Still, if the world of politics pursued its own ends, the world of society, never wholly absorbed in political life, might have essayed to offer its pleasing aid. It is true that in England, happily perhaps for our political development, the social life of the upper classes has generally found its centre in the political life of their times. Even after the Restoration society had only exaggerated, not distorted, the political tendencies of the age. Fashion in England has always driven ideas and notions to extremes; it has rarely or never invented them for itself. Thus, at the close of the Protectorate, society had anticipated the restoration of the Stuarts by taking the drama into favour once more. The stage seemed to feed the imagination by a tragedy chiefly of rant and fustian, national in its grossness if foreign in its form; while for an enforced period of spiritual austerity society found its revenge in a comedy of something more than flesh and blood. But every debauch has its limit; and the generation amidst which Pope grew up was growing weary of the boisterous sensuality as well as of the furious bombast which had intoxicated its predecessors. Dryden had sickened over the abominations to which he had prostituted his Muse; and though Congreve still remained an authority on account of the wit with which he had relieved the sameness of his dramatic fare, the ruder, but equally creative, Wycherley was fain to make a desperate attempt to eke out his withering wreath by a leaf or two of lyric laurels. Society had ceased to care for literature other than dramatic, unless recommended by an authority other than its own; and where was it to seek for such an authority except in the world of politics?

[Data items]
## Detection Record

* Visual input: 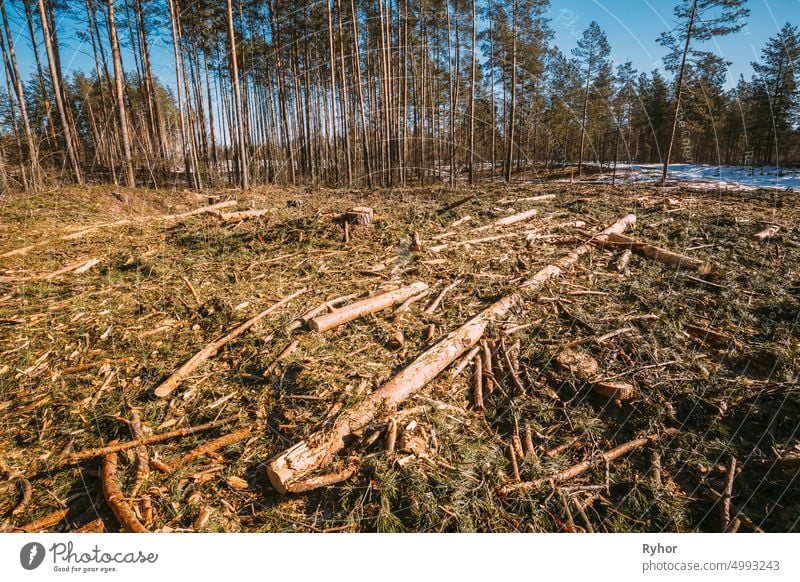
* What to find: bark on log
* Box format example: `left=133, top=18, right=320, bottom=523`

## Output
left=153, top=289, right=306, bottom=398
left=500, top=428, right=678, bottom=495
left=602, top=234, right=710, bottom=273
left=267, top=214, right=636, bottom=493
left=308, top=282, right=428, bottom=332
left=344, top=206, right=375, bottom=226
left=60, top=417, right=235, bottom=466
left=100, top=453, right=147, bottom=533
left=753, top=226, right=780, bottom=242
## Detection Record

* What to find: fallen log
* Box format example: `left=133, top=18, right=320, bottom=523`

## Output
left=214, top=208, right=270, bottom=222
left=500, top=428, right=678, bottom=495
left=475, top=208, right=539, bottom=232
left=753, top=226, right=780, bottom=242
left=308, top=282, right=428, bottom=332
left=602, top=234, right=711, bottom=273
left=0, top=200, right=236, bottom=259
left=60, top=417, right=235, bottom=466
left=153, top=288, right=306, bottom=398
left=0, top=259, right=100, bottom=283
left=436, top=194, right=476, bottom=214
left=100, top=453, right=147, bottom=533
left=177, top=426, right=252, bottom=468
left=267, top=214, right=636, bottom=493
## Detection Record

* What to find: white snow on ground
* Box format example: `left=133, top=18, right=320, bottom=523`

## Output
left=564, top=164, right=800, bottom=192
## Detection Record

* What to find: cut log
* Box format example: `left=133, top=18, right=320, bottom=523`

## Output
left=59, top=417, right=235, bottom=466
left=500, top=428, right=678, bottom=495
left=425, top=279, right=461, bottom=315
left=308, top=282, right=428, bottom=332
left=595, top=234, right=711, bottom=273
left=344, top=206, right=374, bottom=226
left=267, top=214, right=636, bottom=493
left=753, top=226, right=780, bottom=242
left=436, top=194, right=476, bottom=214
left=0, top=200, right=236, bottom=259
left=100, top=453, right=147, bottom=533
left=592, top=381, right=636, bottom=401
left=475, top=208, right=539, bottom=232
left=215, top=208, right=270, bottom=222
left=153, top=289, right=306, bottom=398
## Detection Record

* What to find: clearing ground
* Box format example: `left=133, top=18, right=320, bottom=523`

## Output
left=0, top=183, right=800, bottom=532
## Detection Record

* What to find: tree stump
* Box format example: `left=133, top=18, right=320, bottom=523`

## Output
left=344, top=206, right=374, bottom=226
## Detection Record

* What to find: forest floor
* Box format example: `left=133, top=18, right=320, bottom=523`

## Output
left=0, top=183, right=800, bottom=532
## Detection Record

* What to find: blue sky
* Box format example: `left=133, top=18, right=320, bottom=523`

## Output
left=6, top=0, right=800, bottom=92
left=549, top=0, right=800, bottom=87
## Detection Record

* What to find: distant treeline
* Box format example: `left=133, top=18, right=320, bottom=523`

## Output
left=0, top=0, right=800, bottom=189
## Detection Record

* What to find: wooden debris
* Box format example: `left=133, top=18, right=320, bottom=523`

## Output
left=153, top=289, right=306, bottom=398
left=386, top=418, right=397, bottom=455
left=173, top=426, right=252, bottom=467
left=592, top=381, right=636, bottom=402
left=472, top=353, right=485, bottom=410
left=267, top=214, right=636, bottom=492
left=215, top=208, right=270, bottom=222
left=344, top=206, right=374, bottom=226
left=617, top=249, right=633, bottom=273
left=436, top=194, right=476, bottom=214
left=308, top=282, right=428, bottom=332
left=601, top=234, right=711, bottom=273
left=20, top=508, right=69, bottom=533
left=394, top=289, right=431, bottom=314
left=130, top=410, right=150, bottom=497
left=501, top=429, right=678, bottom=495
left=100, top=452, right=147, bottom=533
left=753, top=226, right=780, bottom=242
left=556, top=349, right=600, bottom=380
left=425, top=279, right=461, bottom=315
left=474, top=208, right=539, bottom=232
left=720, top=457, right=736, bottom=533
left=683, top=323, right=736, bottom=349
left=11, top=477, right=33, bottom=516
left=60, top=417, right=235, bottom=466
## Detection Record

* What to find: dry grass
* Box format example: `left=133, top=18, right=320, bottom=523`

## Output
left=0, top=184, right=800, bottom=531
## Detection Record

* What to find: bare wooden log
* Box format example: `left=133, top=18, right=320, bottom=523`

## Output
left=11, top=477, right=33, bottom=516
left=720, top=456, right=736, bottom=533
left=215, top=208, right=270, bottom=222
left=602, top=234, right=711, bottom=273
left=173, top=426, right=252, bottom=468
left=308, top=282, right=428, bottom=332
left=394, top=289, right=431, bottom=314
left=61, top=417, right=235, bottom=466
left=344, top=206, right=374, bottom=226
left=153, top=289, right=306, bottom=398
left=472, top=352, right=485, bottom=410
left=753, top=226, right=780, bottom=242
left=0, top=259, right=100, bottom=283
left=0, top=200, right=236, bottom=259
left=436, top=194, right=476, bottom=214
left=592, top=380, right=636, bottom=401
left=287, top=463, right=358, bottom=493
left=100, top=453, right=147, bottom=533
left=425, top=279, right=461, bottom=315
left=19, top=508, right=69, bottom=533
left=267, top=214, right=636, bottom=492
left=474, top=208, right=539, bottom=232
left=500, top=429, right=678, bottom=495
left=130, top=410, right=150, bottom=496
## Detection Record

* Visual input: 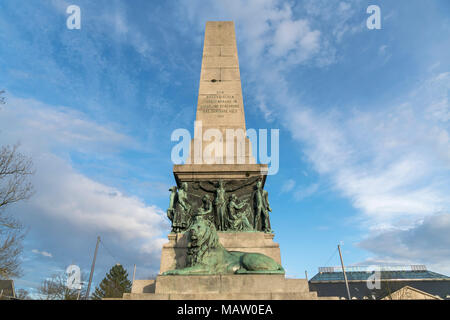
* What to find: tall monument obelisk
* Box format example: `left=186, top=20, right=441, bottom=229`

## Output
left=116, top=21, right=316, bottom=300
left=174, top=21, right=267, bottom=183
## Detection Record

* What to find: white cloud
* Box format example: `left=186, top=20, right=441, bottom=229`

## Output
left=31, top=249, right=53, bottom=258
left=294, top=183, right=319, bottom=200
left=358, top=213, right=450, bottom=274
left=0, top=97, right=169, bottom=278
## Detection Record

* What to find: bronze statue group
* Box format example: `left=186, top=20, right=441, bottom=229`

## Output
left=167, top=179, right=272, bottom=233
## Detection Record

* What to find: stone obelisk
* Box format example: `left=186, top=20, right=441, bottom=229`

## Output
left=114, top=21, right=322, bottom=300
left=174, top=21, right=267, bottom=183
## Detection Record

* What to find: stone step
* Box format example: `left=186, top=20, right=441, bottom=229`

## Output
left=123, top=292, right=317, bottom=300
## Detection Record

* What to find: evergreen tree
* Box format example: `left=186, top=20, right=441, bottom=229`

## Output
left=92, top=264, right=131, bottom=300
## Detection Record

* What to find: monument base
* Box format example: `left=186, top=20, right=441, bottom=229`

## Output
left=159, top=231, right=281, bottom=274
left=123, top=274, right=317, bottom=300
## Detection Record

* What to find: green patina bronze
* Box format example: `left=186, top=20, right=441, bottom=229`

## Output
left=167, top=178, right=273, bottom=233
left=163, top=212, right=284, bottom=275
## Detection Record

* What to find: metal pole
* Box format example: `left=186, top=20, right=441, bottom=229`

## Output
left=85, top=237, right=100, bottom=300
left=338, top=244, right=352, bottom=300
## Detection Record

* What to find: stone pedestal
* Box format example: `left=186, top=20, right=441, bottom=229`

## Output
left=123, top=274, right=317, bottom=300
left=159, top=232, right=281, bottom=274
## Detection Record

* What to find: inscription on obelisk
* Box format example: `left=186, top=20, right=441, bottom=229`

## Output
left=188, top=21, right=255, bottom=164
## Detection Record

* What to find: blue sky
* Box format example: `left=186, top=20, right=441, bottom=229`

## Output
left=0, top=0, right=450, bottom=296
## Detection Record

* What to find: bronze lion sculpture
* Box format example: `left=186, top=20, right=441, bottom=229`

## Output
left=163, top=215, right=284, bottom=275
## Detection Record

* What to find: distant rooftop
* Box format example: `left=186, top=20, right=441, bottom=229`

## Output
left=310, top=265, right=450, bottom=282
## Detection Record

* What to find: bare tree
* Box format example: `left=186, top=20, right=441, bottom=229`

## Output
left=0, top=145, right=33, bottom=279
left=16, top=289, right=33, bottom=300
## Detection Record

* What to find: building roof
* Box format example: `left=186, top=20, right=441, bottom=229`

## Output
left=381, top=286, right=443, bottom=300
left=310, top=270, right=450, bottom=283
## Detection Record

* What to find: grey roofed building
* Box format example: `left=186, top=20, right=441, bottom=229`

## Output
left=309, top=266, right=450, bottom=300
left=0, top=280, right=16, bottom=300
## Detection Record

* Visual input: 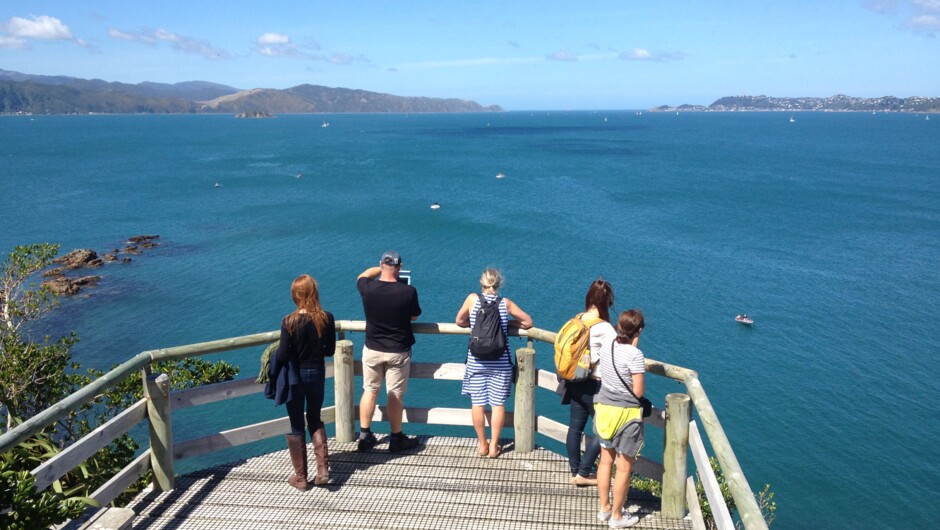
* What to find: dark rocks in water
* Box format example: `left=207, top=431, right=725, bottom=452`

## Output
left=42, top=234, right=160, bottom=295
left=52, top=248, right=100, bottom=269
left=42, top=276, right=101, bottom=295
left=127, top=234, right=160, bottom=245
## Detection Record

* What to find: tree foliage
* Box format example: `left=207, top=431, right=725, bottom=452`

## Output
left=0, top=243, right=238, bottom=528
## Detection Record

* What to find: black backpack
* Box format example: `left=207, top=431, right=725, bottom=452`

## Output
left=469, top=294, right=506, bottom=361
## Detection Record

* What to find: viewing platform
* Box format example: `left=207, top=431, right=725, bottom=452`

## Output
left=121, top=436, right=692, bottom=530
left=0, top=320, right=767, bottom=530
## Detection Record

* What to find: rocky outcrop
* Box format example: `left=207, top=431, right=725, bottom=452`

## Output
left=42, top=276, right=101, bottom=295
left=42, top=234, right=160, bottom=295
left=52, top=248, right=101, bottom=269
left=127, top=235, right=160, bottom=242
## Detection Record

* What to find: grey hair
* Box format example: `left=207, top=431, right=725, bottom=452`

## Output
left=480, top=268, right=503, bottom=294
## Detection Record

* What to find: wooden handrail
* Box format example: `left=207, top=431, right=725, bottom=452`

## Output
left=0, top=320, right=767, bottom=529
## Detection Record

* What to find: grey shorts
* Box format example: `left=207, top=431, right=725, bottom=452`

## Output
left=362, top=345, right=411, bottom=396
left=595, top=420, right=644, bottom=459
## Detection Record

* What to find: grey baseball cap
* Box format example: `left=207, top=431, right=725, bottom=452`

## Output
left=380, top=250, right=401, bottom=267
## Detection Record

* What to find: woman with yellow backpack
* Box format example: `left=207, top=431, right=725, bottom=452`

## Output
left=555, top=279, right=617, bottom=487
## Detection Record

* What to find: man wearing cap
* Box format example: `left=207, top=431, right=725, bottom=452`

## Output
left=356, top=250, right=421, bottom=453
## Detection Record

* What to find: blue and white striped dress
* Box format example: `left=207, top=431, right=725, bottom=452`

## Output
left=460, top=294, right=512, bottom=407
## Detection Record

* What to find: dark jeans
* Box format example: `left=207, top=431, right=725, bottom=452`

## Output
left=287, top=368, right=326, bottom=437
left=565, top=379, right=601, bottom=477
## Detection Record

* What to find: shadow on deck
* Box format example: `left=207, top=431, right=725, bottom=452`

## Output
left=128, top=435, right=692, bottom=530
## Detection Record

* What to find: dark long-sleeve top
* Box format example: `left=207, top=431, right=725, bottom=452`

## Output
left=265, top=312, right=336, bottom=406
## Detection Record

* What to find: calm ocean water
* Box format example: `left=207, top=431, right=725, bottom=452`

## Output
left=0, top=112, right=940, bottom=528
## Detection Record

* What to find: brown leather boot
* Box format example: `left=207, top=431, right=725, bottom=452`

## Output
left=311, top=427, right=330, bottom=486
left=285, top=434, right=307, bottom=490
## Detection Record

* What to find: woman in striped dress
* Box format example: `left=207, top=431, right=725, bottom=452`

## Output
left=456, top=269, right=532, bottom=458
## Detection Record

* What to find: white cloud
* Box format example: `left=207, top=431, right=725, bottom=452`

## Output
left=256, top=33, right=290, bottom=45
left=865, top=0, right=940, bottom=36
left=108, top=28, right=137, bottom=41
left=545, top=50, right=578, bottom=62
left=911, top=0, right=940, bottom=13
left=907, top=14, right=940, bottom=30
left=0, top=15, right=87, bottom=50
left=620, top=48, right=685, bottom=62
left=5, top=15, right=75, bottom=40
left=108, top=28, right=232, bottom=59
left=0, top=35, right=29, bottom=50
left=255, top=32, right=310, bottom=59
left=393, top=57, right=545, bottom=72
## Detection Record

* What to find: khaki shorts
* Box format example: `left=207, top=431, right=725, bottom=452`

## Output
left=362, top=346, right=411, bottom=396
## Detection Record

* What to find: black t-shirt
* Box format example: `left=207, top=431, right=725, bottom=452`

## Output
left=356, top=278, right=421, bottom=353
left=277, top=311, right=336, bottom=369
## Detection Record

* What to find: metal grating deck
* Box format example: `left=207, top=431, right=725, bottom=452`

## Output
left=128, top=435, right=692, bottom=530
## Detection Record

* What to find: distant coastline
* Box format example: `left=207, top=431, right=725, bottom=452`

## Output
left=649, top=94, right=940, bottom=113
left=0, top=69, right=503, bottom=117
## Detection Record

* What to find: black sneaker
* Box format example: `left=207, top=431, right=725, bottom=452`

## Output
left=356, top=432, right=379, bottom=453
left=388, top=433, right=418, bottom=453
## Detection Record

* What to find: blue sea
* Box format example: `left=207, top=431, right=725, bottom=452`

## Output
left=0, top=111, right=940, bottom=528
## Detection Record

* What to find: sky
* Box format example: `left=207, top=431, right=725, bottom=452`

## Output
left=0, top=0, right=940, bottom=110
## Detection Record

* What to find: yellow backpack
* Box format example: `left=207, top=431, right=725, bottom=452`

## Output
left=555, top=313, right=604, bottom=382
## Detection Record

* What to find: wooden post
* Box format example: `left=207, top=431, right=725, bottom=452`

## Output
left=513, top=348, right=536, bottom=453
left=333, top=340, right=355, bottom=442
left=145, top=374, right=176, bottom=491
left=661, top=394, right=692, bottom=519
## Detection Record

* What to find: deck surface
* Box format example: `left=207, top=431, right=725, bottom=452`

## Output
left=121, top=435, right=692, bottom=530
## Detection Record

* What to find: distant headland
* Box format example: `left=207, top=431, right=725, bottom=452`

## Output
left=0, top=69, right=503, bottom=117
left=650, top=94, right=940, bottom=112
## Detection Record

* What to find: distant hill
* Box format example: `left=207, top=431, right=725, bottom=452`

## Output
left=650, top=94, right=940, bottom=112
left=0, top=69, right=503, bottom=114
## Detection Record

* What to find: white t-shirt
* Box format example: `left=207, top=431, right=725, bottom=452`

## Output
left=589, top=322, right=617, bottom=379
left=594, top=341, right=646, bottom=407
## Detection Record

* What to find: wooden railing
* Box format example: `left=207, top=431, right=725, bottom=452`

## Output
left=0, top=320, right=767, bottom=529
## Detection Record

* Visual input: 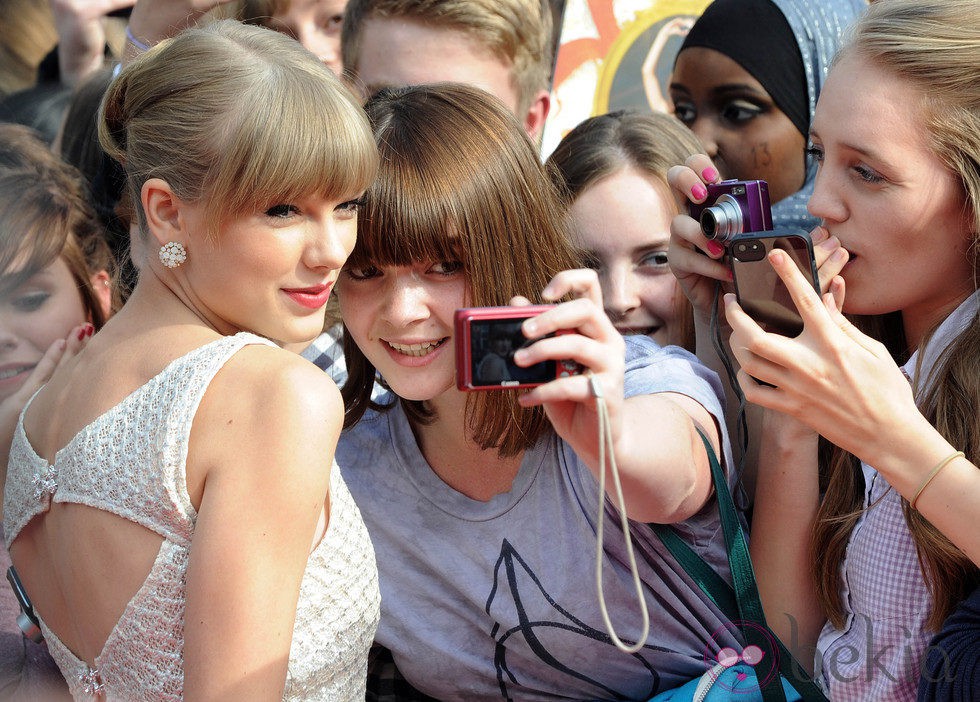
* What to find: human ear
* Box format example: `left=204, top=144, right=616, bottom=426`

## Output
left=524, top=90, right=551, bottom=144
left=140, top=178, right=187, bottom=246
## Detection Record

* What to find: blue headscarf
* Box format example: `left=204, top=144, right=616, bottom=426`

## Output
left=772, top=0, right=868, bottom=230
left=681, top=0, right=868, bottom=230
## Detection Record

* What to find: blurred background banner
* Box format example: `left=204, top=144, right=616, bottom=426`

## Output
left=541, top=0, right=710, bottom=157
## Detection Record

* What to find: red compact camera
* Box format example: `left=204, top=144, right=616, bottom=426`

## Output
left=453, top=305, right=582, bottom=390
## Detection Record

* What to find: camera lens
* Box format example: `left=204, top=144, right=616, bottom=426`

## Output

## Task objective
Reproduce the full passage above on English society, politics and the drama after the Restoration, word for word.

## Written response
Still, if the world of politics pursued its own ends, the world of society, never wholly absorbed in political life, might have essayed to offer its pleasing aid. It is true that in England, happily perhaps for our political development, the social life of the upper classes has generally found its centre in the political life of their times. Even after the Restoration society had only exaggerated, not distorted, the political tendencies of the age. Fashion in England has always driven ideas and notions to extremes; it has rarely or never invented them for itself. Thus, at the close of the Protectorate, society had anticipated the restoration of the Stuarts by taking the drama into favour once more. The stage seemed to feed the imagination by a tragedy chiefly of rant and fustian, national in its grossness if foreign in its form; while for an enforced period of spiritual austerity society found its revenge in a comedy of something more than flesh and blood. But every debauch has its limit; and the generation amidst which Pope grew up was growing weary of the boisterous sensuality as well as of the furious bombast which had intoxicated its predecessors. Dryden had sickened over the abominations to which he had prostituted his Muse; and though Congreve still remained an authority on account of the wit with which he had relieved the sameness of his dramatic fare, the ruder, but equally creative, Wycherley was fain to make a desperate attempt to eke out his withering wreath by a leaf or two of lyric laurels. Society had ceased to care for literature other than dramatic, unless recommended by an authority other than its own; and where was it to seek for such an authority except in the world of politics?